### RECORDS FOR THE EXERCISE
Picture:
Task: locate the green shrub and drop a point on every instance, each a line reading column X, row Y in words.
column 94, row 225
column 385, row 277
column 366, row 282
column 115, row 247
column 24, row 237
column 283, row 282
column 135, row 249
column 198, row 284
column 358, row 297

### WHAT THE EXERCISE ASKS
Please write out all the rows above again, swapping "shrub" for "bush" and changing nothing else.

### ANSWER BELOW
Picture:
Task: locate the green bush and drop a point on every instance, each a line reading column X, row Y in words.
column 94, row 225
column 385, row 277
column 366, row 282
column 115, row 247
column 24, row 237
column 283, row 282
column 135, row 249
column 198, row 284
column 358, row 297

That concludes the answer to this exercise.